* **SET EXERCISE**
Extract each line below that contains the word "What".

# Start of DATA SECTION

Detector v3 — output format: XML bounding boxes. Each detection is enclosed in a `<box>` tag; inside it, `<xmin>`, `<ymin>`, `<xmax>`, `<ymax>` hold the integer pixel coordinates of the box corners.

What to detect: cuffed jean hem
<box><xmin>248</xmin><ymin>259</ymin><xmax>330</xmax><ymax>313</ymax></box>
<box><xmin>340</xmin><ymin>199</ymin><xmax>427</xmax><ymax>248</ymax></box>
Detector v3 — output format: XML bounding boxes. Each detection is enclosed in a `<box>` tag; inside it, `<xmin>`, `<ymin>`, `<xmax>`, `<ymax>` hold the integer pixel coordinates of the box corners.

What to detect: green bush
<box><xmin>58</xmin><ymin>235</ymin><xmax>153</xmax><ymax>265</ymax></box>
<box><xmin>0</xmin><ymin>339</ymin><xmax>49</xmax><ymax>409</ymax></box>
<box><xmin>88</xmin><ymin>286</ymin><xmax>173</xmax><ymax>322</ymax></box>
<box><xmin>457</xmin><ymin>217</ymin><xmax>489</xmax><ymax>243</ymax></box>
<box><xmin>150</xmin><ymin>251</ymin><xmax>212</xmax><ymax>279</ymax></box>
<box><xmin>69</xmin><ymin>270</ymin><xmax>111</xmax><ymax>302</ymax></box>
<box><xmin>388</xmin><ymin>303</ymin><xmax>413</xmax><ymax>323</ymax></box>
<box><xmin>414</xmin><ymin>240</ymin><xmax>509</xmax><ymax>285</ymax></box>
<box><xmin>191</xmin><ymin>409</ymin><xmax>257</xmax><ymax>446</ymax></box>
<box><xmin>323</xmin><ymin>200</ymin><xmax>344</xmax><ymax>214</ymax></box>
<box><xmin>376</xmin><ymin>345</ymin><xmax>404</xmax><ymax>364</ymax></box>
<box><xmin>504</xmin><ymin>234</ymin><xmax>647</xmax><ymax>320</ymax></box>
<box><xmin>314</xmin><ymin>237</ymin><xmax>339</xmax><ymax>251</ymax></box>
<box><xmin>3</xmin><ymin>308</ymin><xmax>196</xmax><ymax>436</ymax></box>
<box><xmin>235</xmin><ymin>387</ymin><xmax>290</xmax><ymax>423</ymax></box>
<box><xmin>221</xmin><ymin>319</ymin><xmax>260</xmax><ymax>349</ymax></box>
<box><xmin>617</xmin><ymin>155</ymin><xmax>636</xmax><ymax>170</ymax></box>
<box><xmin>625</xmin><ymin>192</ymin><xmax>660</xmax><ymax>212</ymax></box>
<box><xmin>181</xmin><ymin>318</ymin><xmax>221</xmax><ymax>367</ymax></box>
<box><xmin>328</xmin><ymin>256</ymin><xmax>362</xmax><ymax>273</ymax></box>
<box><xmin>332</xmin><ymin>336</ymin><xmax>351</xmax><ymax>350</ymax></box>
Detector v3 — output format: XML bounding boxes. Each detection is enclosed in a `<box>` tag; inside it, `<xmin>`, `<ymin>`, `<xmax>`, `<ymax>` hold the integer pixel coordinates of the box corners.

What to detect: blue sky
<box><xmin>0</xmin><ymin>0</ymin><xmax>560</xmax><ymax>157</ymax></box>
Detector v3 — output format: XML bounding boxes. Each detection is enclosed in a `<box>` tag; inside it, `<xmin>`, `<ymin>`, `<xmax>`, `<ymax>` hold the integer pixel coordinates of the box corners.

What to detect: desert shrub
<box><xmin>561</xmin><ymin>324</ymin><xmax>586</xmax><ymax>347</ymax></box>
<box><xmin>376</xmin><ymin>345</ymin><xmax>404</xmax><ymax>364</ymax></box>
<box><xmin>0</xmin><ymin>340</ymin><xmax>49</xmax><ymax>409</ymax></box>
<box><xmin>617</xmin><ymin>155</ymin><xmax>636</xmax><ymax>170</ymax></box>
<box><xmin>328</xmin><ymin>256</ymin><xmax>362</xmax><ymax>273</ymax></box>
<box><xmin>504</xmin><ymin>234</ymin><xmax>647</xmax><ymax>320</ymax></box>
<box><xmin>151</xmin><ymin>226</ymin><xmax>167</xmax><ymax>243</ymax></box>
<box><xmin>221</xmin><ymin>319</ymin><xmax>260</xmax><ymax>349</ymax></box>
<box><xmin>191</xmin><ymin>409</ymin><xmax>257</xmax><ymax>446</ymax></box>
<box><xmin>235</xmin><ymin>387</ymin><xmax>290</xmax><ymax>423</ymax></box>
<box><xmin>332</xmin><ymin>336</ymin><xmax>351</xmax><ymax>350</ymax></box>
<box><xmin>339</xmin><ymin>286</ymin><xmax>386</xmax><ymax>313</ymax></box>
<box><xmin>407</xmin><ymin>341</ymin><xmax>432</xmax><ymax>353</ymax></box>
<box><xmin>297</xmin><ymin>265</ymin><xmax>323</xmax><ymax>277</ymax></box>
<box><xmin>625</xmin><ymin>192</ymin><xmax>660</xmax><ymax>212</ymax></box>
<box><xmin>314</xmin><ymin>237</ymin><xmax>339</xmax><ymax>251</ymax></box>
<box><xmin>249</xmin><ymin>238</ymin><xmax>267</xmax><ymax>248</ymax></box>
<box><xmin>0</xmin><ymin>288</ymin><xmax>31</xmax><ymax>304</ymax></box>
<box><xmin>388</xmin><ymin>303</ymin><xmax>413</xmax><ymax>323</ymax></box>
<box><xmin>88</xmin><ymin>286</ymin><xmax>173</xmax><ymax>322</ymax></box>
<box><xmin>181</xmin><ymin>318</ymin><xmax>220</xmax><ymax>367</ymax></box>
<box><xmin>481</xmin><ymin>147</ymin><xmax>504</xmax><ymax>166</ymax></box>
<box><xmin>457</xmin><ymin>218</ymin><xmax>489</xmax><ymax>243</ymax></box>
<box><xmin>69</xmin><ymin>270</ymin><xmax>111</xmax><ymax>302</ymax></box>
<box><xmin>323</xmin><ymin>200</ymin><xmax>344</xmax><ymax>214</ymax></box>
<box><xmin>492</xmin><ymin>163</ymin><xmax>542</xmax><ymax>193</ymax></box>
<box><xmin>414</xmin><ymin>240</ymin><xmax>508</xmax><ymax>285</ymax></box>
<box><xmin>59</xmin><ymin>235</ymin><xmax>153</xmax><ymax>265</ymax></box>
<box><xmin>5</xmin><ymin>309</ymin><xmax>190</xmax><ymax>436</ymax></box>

# End of DATA SECTION

* **CORRECT ANSWER**
What to detect: cuffed jean hem
What to detect: green bush
What to detect: blue sky
What to detect: desert shrub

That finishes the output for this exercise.